CECI n'est pas EXECUTE 9 février 1852

Année 1852 |

9 février 1852

Francisque de Corcelle à Alfred de Falloux

9 février 1852

Mon cher ami, la lettre ci-incluse m’a été fidèlement remise hier. Je l’ai lue comme vous le désiriez. Comme je n’ai pas connaissance de la lettre qui a provoqué la vôtre, je suis réduit sur ce point à de tristes conjectures. Qui sait mieux que moi les faiblesses de mon pauvre beau-frère1 et les inconvénients de la situation politique ? C’est un enfant gâté, malheureusement très irritable et très influent m’a-t-on dit. J’ai toujours évité avec lui toute espèce d’entretien intime sur les sujets qui nous auraient divisés, voulant conserver les affectueuses relations de parenté qui doive nous unir.

Mes précautions vis-à-vis de ses vivacités de caractère ne datent pas des dernières années. Elles n’ont pas empêché quelques troubles peu importants à de certains moments, je vous le dis confidentiellement. Ces troubles ont disparu à force de ménagement et de silence dans les circonstances où je savais qu’il n’y avait pas d’autres préservatifs à employer. Je le connais : s’il apprend que j’ai lu votre lettre et mis l’adresse, nous voilà en explications et susceptibilités interminables.

Je prends donc le parti de vous renvoyer la lettre avec l’adresse dont il s’agit, afin qu’elle soit datée du Bourg d’Iré.

C’est un retard ; mais soyez sûrs que la réflexion est bonne en pareille occurrence. Je ne puis vous conseiller exactement puisque j’ignore les termes qui ont provoqué votre réponse ; mais je vous aime assez pour vous envoyer mon impression générale, mes conjectures et supplications.

Je crois que cette réponse est juste; je crains beaucoup qu’elle ne soit nuisible. Songez que MM. G. - D. M. assure qu’en ce moment il y a un petit progrès. Prenez garde d’irriter au-delà de ce qui est nécessaire pour votre dignité, des conseillers influents et mal disposés. À votre place, je n’accepterai pas, étant averti, la responsabilité d’un appareil effet. Je conviens que vous êtes tenu à une certaine fermeté sévère ; mais n’y a-t-il pas moyen d’adoucir la forme, d’éviter ce qui aigrirait trop l’amour-propre de votre correspondant ? Donnez-vous cette supériorité à la fois chrétienne et politique. Récriminez le. Le mieux serait de ne pas récriminer du tout ou le moins possible. Retranchez surtout ces mots de la fin : Et sans dignité pour vous-même. À vrai dire, je ne considère comme nécessaire que la réponse et les rectifications des deux premières pages. Le ton général des deux autres me paraît imprudent, inutilement piquant, ce qui vous donnerait peut-être un air piqué. Vous ne l’êtes point et il y a peu de sujets de l’être ! Plus vous paraîtrait faible, plus vous serez fort habile.

CONSIGNE 1:
Dans la lettre du 9 février 1852, quels mots de la fin l'auteur recommande-t-il surtout de retrancher ?

ENREGISTREMENTS DE DONNÉES:
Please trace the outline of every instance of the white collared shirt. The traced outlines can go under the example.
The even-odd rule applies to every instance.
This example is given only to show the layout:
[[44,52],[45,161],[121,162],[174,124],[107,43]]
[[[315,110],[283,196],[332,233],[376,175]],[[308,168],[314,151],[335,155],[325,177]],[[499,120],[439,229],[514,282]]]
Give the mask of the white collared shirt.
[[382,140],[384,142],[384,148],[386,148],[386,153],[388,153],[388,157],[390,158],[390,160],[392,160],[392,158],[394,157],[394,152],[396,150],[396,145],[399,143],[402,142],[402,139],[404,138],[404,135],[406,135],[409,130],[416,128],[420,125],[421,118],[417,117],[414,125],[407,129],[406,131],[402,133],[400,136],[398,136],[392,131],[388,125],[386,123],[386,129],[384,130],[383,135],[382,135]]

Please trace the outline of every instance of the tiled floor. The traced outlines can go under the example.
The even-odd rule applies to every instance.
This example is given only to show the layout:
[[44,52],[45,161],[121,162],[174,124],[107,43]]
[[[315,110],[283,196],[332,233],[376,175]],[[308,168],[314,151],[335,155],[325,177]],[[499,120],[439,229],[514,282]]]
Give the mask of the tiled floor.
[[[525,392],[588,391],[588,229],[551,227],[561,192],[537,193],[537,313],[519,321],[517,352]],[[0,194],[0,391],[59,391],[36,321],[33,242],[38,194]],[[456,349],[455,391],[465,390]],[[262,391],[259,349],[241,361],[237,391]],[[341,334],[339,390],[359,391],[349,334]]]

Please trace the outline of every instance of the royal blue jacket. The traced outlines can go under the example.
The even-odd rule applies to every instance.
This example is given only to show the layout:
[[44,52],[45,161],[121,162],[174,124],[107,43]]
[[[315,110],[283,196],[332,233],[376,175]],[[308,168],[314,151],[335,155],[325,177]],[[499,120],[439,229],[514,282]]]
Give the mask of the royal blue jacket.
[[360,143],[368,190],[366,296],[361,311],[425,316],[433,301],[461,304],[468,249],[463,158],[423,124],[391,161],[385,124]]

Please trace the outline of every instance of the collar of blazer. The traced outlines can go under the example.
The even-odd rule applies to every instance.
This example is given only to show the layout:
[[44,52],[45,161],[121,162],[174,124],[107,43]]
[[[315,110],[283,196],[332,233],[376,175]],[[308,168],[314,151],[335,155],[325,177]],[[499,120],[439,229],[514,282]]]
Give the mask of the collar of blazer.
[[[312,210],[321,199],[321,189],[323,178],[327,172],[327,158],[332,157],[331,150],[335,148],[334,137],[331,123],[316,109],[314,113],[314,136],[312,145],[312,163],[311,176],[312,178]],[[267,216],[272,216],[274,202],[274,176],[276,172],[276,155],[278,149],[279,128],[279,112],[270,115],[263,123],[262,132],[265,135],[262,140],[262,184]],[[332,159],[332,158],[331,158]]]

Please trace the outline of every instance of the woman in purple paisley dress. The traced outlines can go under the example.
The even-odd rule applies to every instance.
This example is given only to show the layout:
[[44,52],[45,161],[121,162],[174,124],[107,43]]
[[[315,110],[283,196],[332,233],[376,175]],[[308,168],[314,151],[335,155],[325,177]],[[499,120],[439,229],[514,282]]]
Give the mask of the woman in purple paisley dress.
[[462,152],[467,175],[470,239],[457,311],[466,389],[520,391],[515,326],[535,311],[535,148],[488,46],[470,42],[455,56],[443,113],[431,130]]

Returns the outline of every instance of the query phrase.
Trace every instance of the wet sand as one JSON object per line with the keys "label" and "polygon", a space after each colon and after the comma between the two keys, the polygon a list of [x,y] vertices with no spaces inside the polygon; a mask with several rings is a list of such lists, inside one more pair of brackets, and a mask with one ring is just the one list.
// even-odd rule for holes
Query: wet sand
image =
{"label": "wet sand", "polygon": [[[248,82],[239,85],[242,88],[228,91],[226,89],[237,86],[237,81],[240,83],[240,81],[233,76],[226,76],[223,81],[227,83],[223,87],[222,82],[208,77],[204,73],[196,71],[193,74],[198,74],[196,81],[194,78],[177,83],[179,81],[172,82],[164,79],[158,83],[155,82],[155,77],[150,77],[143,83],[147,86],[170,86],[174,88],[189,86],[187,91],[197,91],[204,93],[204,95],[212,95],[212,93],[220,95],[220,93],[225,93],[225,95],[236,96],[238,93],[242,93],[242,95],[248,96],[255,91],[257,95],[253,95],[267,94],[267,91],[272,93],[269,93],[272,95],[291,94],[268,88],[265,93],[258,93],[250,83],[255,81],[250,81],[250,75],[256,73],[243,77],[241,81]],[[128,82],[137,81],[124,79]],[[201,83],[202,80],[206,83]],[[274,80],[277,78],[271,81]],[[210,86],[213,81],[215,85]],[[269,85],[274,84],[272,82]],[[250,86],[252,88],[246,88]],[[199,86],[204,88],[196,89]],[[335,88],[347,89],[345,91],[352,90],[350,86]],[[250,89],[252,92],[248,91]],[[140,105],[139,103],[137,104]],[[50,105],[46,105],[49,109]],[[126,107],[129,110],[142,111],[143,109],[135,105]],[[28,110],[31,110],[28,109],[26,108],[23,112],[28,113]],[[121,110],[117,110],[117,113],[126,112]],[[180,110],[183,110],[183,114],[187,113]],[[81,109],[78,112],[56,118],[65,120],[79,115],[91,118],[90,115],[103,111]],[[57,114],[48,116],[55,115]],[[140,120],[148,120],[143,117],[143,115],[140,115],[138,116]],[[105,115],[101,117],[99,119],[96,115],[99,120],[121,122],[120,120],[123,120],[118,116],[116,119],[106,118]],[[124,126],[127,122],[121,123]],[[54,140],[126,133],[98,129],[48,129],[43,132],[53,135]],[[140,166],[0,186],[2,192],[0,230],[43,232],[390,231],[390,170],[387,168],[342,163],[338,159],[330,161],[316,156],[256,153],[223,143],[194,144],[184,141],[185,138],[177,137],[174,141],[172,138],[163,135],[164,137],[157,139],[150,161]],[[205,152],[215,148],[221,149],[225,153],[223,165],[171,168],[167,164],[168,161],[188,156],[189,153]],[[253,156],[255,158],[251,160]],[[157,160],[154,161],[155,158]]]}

CONSIGNE 2:
Convertissez en liste JSON de chaînes les lignes des enregistrements, en commençant à celle qui contient « Please trace the outline of every instance of the royal » et en terminant à celle qui contient « Give the mask of the royal blue jacket. », ces deux lignes comprises. Donnez une chaîne par ligne et omettez les lignes vides.

RÉPONSE COMPLÈTE 1:
Il recommande de retrancher les mots « Et sans dignité pour vous-même ».

RÉPONSE COMPLÈTE 2:
[
  "Please trace the outline of every instance of the royal blue jacket. The traced outlines can go under the example.",
  "The even-odd rule applies to every instance.",
  "This example is given only to show the layout:",
  "[[44,52],[45,161],[121,162],[174,124],[107,43]]",
  "[[[315,110],[283,196],[332,233],[376,175]],[[308,168],[314,151],[335,155],[325,177]],[[499,120],[439,229],[514,282]]]",
  "Give the mask of the royal blue jacket."
]